TASK BRIEF.
All the data should come back exactly as it was given.

PROVIDED ENTRIES.
>>>>

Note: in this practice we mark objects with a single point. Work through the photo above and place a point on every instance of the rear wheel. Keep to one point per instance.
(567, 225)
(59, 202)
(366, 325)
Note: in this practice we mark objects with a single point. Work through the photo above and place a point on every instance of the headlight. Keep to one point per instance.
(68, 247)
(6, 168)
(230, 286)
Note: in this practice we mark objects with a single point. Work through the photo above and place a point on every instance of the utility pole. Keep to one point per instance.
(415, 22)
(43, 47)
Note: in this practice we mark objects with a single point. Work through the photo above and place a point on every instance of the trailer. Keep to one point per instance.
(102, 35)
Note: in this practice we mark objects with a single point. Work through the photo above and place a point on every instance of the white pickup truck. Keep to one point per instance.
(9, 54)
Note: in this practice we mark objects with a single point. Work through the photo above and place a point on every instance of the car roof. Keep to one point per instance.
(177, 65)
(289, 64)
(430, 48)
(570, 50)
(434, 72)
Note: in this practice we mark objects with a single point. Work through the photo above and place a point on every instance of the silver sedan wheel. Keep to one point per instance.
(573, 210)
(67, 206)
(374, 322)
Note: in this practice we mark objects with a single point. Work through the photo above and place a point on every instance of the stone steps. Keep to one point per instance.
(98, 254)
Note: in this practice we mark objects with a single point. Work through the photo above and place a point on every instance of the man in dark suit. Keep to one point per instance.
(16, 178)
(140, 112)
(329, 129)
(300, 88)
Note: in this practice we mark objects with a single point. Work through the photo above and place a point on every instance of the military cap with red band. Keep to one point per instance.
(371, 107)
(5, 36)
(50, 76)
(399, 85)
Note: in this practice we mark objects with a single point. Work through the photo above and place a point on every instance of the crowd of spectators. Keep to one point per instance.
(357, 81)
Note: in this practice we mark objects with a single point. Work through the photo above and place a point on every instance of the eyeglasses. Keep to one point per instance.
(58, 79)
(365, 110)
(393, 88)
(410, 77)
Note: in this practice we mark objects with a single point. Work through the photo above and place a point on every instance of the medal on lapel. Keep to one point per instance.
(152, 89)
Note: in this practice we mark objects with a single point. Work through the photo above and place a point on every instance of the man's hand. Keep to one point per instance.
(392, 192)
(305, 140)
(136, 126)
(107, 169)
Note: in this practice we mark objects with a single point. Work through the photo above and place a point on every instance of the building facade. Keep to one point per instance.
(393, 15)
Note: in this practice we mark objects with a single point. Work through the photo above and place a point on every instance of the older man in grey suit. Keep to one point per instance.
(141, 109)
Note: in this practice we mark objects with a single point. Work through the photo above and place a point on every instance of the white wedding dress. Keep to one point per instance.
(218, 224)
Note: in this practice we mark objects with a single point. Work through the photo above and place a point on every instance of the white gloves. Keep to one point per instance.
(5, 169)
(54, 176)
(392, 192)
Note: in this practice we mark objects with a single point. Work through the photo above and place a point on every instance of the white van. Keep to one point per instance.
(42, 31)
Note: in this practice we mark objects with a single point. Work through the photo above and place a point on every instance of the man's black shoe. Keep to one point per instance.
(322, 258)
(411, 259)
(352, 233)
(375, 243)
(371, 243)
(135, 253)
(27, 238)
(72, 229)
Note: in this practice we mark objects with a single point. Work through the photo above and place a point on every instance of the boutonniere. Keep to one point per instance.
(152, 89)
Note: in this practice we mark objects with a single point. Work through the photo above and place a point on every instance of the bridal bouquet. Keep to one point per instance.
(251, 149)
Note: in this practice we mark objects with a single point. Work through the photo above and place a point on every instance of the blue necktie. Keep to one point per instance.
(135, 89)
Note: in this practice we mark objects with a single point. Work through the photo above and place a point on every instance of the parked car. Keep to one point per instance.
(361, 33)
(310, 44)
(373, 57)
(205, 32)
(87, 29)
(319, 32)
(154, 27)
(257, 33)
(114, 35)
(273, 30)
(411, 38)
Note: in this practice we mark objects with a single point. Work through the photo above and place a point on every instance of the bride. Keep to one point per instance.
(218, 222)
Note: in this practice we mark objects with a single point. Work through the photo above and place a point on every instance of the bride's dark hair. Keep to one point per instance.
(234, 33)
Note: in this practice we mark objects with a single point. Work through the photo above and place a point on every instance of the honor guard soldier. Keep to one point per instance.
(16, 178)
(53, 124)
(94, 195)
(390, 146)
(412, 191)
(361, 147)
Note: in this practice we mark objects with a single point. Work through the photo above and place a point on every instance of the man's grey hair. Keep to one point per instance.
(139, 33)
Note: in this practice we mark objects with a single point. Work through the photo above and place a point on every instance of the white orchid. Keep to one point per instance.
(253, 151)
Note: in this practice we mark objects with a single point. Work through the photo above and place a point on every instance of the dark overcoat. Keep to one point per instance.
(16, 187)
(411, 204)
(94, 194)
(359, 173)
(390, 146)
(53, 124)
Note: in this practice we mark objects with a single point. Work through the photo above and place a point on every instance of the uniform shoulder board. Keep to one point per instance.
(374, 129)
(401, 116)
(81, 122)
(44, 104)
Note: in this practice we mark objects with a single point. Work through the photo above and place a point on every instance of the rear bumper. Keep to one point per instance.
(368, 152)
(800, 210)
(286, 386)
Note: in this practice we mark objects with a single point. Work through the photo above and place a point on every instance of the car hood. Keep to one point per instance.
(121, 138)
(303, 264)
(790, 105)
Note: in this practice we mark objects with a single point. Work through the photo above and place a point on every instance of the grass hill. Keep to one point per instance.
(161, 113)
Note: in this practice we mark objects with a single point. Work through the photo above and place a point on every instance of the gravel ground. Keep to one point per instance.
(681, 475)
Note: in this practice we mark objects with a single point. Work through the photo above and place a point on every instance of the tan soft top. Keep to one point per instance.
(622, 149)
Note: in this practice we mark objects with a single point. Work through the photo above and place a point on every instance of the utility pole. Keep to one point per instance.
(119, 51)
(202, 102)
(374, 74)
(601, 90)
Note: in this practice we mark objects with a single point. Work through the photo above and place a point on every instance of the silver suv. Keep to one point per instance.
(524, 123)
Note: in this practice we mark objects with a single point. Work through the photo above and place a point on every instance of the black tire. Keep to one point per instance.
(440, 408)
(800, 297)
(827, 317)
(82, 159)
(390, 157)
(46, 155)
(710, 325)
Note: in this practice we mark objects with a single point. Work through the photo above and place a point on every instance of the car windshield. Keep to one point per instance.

<<<<

TASK RESULT.
Note: in this practice we mark objects with a single point. Work through the photo above and place a point on every instance of the rear wheel. Keep to one point per instance.
(567, 225)
(59, 202)
(366, 325)
Note: in this practice we mark objects with a single point. Work through the photo above and place a point on every instance of the headlight. Keep to one point per instance.
(68, 247)
(6, 168)
(230, 286)
Note: in this practice we mark objects with a single point. Work through the photo above and place a point on every instance of the utility pole. Keep to one point per instance.
(415, 22)
(43, 47)
Note: in this practice we mark objects with a single point. Work through the photo above and place a point on every instance of the trailer. Keep to one point per instance.
(102, 35)
Note: in this practice we mark objects with a single point. Work through the photo above and place a point on every instance of the white pickup truck. Keep to one point per instance.
(9, 54)
Note: in this practice we mark objects with a single point. Work through the photo above and place a point on every instance of the car roof. Keep to one point per instance.
(177, 65)
(289, 64)
(430, 48)
(570, 50)
(434, 72)
Note: in this practice we mark objects with a single point. Work through the photo above and place a point on every instance of the silver sedan wheel. Keep to one point per instance.
(573, 210)
(67, 206)
(374, 322)
Note: in this practice we mark objects with a single point. Work through the photo above and place a point on every instance of the stone steps. Keep to one point per instance.
(98, 254)
Note: in this practice we mark objects with a single point. Work through the photo above and place a point on every instance of the man in dark suit. Keep to one point per instance.
(16, 178)
(140, 112)
(329, 129)
(300, 88)
Note: in this practice we mark objects with a single point. Work through the photo above and place a point on every instance of the military cap with red band. Keep to one point per instance.
(371, 107)
(5, 36)
(50, 76)
(399, 85)
Note: in this practice we mark objects with a single point. Work through the photo above and place a point on every instance of the crowd of spectators. Keep to one point per instance.
(357, 81)
Note: in this practice we mark objects with a single point. Work through the photo above and place a point on every instance of the eyeglasses. Keep to one point per instance.
(58, 79)
(365, 110)
(393, 88)
(410, 77)
Note: in this practice we mark objects with a single point. Work through the photo above and place a point on every instance of the medal on lapel. Keep to one point per instance.
(152, 89)
Note: in this practice we mark objects with a single point. Work through the photo above and place a point on every instance of the man's hand. Keep to one point per instance.
(392, 192)
(305, 140)
(136, 126)
(107, 169)
Note: in this practice we mark objects with a single point. Work through the photo above and place a point on every instance of the building facade. Keep to one point per instance.
(393, 15)
Note: in this practice we mark objects with a single point. Work through the photo above and place a point on every instance of the older man in grey suit. Keep to one point per instance.
(141, 109)
Note: in this practice we mark objects with a single point. Work through the photo above and place a point on every instance of the white wedding dress. Keep to one point per instance.
(218, 224)
Note: in this practice we mark objects with a single point. Work through the photo above and place a point on every instance of the white gloves. Keep to one point per instance.
(5, 169)
(54, 176)
(392, 192)
Note: in this practice we mark objects with a single point. Work through the photo above and place a point on every instance of the white van. Keep to one point per instance.
(42, 31)
Note: in this practice we mark objects with a single point. Work through the photo above and place a point on every instance of the man's black shoe. Keep to one point per instance.
(322, 258)
(411, 259)
(352, 233)
(375, 243)
(371, 243)
(135, 253)
(27, 238)
(72, 229)
Note: in this practice we mark objects with a single point. Work through the photo above and place a point on every instance of the boutonniere. Keep to one point per instance.
(152, 89)
Note: in this practice we mark objects with a single point. Work through the photo above and place a point on every instance of the bridal bouquet. Keep to one point per instance.
(251, 149)
Note: in this practice we mark objects with a single point. Work through the photo above and place a point on every instance of the blue necktie. Keep to one point per instance.
(135, 89)
Note: in this practice we mark objects with a single point. Work through the photo above and place a point on every instance of the parked car. Keep to one point per instance.
(361, 33)
(310, 44)
(373, 57)
(205, 32)
(87, 29)
(319, 32)
(154, 27)
(257, 33)
(114, 35)
(273, 30)
(411, 38)
Note: in this practice we mark objects with a single point. Work through the photo above and place a point on every instance of the bride. Keep to one point per instance.
(218, 222)
Note: in this practice we mark objects with a single point. Work through the photo above and place a point on every instance of the bride's dark hair. Keep to one point per instance.
(234, 33)
Note: in this practice we mark objects with a single point. Work through the photo above and place a point on every instance of the honor guard soldier. Keep to one point per instance.
(16, 178)
(53, 124)
(94, 195)
(390, 146)
(412, 191)
(361, 147)
Note: in this practice we mark objects with a single point. Work through the photo above and place a point on every instance of the man's grey hair. Keep to one point per instance.
(139, 33)
Note: in this practice we mark objects with a single point. Work through the photo above and place a point on every instance of the white orchid. Keep to one point per instance.
(253, 151)
Note: in this practice we mark objects with a single point. Work through the photo above and place a point on every instance of the dark overcoat. Keep to one point per instance.
(16, 187)
(411, 204)
(94, 194)
(359, 173)
(390, 146)
(53, 124)
Note: in this practice we mark objects with a single point. Work through the photo above and place a point on every instance of the uniform shoulder board. Keep to one point per instance.
(374, 129)
(401, 116)
(81, 122)
(44, 104)
Note: in this practice we mark objects with a single point. Work through the photo above and place a point on every instance of the rear bumper. Keep to one point per instance.
(368, 152)
(800, 210)
(286, 386)
Note: in this practice we mark objects with a single point. Work through the photo above and place a point on every instance of the car hood. Keep to one point per instance.
(121, 138)
(303, 264)
(790, 105)
Note: in this practice we mark objects with a single point. Work through the photo above and place a point on every instance of the grass hill. Keep to one point per instance.
(161, 113)
Note: in this practice we mark objects with a single point. Work through the photo above and place a point on every instance of the gravel ground. Keep to one point per instance.
(681, 475)
Note: in this practice we mark objects with a single point. Work through the photo above and place a point on every instance of the tan soft top. Keep to one point per instance.
(622, 149)
Note: in this practice we mark objects with a single point. Work through the photo above and place a point on every instance of the utility pole. Keep to one point per instance.
(119, 51)
(202, 102)
(374, 74)
(601, 90)
Note: in this practice we mark objects with a single point. Work through the photo above and place a point on every instance of the silver suv. Keep to one point per instance.
(524, 123)
Note: in this practice we mark objects with a single point. Work through the photo above and place a point on every instance of the black tire. Keep to one point per instance.
(440, 408)
(800, 297)
(827, 317)
(82, 159)
(390, 157)
(46, 155)
(710, 325)
Note: in this practice we mark objects with a single point. Work through the photo above and place a point on every instance of the car windshield. Keep to one point per instance.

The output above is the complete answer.